# TASK REQUIREMENTS
Reproduce each of the records below verbatim, line by line.

# GIVEN DATA

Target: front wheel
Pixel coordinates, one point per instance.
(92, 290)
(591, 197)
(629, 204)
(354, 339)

# WORKED SOLUTION
Target: front wheel
Pixel coordinates, one point per instance.
(92, 290)
(591, 197)
(629, 204)
(354, 339)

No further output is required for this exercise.